Aim of the exercise
For the entries that follow, restate word for word the line containing "Wildlife-survey tagging: tag each instance of the lizard spiky", the line containing "Wildlife-survey tagging: tag each instance of the boy's eyebrow", and every line that lies between them.

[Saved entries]
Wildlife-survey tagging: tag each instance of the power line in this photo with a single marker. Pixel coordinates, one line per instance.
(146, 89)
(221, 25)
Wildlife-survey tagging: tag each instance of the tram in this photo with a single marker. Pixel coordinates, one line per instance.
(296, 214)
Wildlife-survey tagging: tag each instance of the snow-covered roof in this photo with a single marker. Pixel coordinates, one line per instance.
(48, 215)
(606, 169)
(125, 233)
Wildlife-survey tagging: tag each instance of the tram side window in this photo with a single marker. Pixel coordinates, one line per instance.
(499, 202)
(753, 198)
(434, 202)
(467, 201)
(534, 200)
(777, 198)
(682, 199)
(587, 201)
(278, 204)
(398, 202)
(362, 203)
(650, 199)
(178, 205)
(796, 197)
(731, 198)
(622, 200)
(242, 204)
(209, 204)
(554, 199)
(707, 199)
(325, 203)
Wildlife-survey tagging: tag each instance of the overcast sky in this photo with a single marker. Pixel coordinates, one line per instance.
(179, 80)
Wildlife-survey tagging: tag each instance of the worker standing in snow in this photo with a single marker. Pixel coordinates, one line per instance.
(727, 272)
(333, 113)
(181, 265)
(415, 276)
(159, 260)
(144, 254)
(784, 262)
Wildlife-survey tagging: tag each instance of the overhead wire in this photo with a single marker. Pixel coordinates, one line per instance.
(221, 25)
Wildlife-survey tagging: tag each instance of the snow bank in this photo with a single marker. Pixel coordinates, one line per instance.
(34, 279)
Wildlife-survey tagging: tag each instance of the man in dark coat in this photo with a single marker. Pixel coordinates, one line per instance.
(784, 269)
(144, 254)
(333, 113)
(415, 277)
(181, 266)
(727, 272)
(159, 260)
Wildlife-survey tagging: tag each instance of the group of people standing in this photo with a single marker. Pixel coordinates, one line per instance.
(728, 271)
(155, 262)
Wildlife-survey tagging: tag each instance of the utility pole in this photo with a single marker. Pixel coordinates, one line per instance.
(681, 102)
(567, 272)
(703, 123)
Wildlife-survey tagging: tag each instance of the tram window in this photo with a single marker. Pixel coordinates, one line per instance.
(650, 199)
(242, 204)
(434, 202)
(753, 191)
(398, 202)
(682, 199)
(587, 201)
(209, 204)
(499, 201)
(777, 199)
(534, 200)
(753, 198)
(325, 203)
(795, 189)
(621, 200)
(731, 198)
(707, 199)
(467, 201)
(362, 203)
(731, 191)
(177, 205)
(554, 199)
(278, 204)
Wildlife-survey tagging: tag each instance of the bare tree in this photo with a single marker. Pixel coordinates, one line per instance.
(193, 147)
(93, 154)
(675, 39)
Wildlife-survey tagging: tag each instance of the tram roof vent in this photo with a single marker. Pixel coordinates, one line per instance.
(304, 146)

--

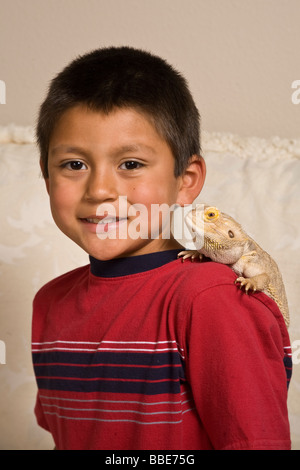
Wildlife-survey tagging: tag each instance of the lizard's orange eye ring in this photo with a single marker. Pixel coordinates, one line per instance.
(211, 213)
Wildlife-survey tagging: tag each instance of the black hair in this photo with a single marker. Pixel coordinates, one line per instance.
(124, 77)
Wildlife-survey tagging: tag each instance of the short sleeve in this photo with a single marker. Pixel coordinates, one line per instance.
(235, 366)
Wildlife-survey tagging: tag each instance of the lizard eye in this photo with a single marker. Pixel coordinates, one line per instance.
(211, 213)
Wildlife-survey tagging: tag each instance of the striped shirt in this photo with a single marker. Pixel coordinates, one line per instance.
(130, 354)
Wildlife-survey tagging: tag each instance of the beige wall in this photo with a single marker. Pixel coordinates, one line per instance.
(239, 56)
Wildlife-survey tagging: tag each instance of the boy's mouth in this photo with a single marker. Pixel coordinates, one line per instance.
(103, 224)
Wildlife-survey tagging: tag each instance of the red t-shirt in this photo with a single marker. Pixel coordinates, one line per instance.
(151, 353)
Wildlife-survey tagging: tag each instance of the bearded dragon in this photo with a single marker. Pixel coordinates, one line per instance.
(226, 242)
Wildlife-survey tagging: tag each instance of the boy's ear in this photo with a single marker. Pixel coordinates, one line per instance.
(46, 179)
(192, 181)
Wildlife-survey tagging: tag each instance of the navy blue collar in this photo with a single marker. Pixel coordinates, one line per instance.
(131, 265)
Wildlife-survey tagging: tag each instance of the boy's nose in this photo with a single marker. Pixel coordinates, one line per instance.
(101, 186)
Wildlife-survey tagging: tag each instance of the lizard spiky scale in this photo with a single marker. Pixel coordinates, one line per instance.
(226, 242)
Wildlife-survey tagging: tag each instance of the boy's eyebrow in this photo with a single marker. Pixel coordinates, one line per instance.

Solution
Wildlife-survey tagging: tag each instance of the lizard spiky scale in this photo with a single marker. Pixel coordinates, one line per instance.
(226, 242)
Wildlife-survey tagging: tag each instance of the boy's eyebrow in this photo with a single marker. Pixel coordinates, one line per instance.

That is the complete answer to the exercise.